• **Listing**

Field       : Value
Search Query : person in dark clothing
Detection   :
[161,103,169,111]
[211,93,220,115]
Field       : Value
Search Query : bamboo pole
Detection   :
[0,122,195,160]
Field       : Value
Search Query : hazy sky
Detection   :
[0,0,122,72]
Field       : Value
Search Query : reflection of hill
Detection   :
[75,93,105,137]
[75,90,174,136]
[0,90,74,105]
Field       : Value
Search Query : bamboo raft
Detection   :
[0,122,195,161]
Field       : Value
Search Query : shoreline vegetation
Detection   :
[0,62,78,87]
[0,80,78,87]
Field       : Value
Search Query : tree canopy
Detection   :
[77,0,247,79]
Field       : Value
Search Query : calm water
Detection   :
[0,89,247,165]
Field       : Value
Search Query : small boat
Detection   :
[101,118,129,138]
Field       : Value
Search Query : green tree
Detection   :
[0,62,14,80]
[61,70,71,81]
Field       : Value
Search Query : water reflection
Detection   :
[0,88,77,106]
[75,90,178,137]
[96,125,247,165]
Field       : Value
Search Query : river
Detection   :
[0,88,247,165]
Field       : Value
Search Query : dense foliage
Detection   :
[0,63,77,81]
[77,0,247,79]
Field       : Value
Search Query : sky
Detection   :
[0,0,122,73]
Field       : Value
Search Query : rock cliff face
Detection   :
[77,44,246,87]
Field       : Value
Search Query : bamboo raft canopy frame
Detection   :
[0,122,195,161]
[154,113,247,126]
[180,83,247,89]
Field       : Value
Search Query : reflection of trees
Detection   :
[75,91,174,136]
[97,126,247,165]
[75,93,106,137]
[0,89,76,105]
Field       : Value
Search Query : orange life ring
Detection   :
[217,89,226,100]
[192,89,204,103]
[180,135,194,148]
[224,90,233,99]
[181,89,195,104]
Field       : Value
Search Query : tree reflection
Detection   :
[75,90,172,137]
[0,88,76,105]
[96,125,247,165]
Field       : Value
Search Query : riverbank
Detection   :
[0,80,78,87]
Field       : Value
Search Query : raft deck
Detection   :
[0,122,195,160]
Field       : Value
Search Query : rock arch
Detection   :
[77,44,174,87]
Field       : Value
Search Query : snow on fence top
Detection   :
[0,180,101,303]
==
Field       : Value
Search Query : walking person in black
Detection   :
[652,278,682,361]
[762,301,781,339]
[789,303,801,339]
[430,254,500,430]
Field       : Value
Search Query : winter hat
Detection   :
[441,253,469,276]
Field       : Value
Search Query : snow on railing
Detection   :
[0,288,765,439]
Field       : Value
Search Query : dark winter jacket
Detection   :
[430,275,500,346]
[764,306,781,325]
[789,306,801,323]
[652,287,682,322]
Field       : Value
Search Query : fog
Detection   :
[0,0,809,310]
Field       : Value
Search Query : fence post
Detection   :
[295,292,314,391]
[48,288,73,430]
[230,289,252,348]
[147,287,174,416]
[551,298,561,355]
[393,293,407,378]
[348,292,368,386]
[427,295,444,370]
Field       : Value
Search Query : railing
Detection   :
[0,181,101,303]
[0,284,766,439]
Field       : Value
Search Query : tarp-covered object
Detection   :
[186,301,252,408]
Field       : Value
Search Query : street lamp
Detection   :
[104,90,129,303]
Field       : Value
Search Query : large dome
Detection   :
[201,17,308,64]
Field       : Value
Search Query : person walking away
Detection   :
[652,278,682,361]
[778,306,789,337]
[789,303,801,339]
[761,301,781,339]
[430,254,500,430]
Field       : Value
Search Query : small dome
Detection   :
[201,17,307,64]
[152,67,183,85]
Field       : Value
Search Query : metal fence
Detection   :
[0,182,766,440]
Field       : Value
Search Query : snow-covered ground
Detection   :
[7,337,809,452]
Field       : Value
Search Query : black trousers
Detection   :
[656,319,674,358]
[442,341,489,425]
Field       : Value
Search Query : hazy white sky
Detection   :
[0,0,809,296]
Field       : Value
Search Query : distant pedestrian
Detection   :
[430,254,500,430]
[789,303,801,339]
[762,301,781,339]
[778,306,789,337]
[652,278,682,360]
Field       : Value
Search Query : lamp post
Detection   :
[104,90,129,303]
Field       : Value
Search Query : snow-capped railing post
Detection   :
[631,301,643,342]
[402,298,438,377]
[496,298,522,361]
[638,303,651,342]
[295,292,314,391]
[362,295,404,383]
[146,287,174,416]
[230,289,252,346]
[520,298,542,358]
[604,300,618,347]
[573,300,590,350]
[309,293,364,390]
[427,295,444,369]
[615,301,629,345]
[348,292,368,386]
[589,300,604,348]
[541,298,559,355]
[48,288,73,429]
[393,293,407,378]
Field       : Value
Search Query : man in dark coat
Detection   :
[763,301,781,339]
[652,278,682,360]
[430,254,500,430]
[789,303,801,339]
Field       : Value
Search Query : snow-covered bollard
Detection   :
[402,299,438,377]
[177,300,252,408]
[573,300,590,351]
---
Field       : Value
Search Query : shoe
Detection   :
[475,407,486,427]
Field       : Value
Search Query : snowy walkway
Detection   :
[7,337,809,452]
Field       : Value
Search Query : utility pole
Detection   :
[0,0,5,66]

• **Exercise requirements**
Locate every line in the records above that contains the string "water", and copy each of those lines. Matching is case-sensitive.

• **Output of the task**
Search Query : calm water
Search Query : water reflection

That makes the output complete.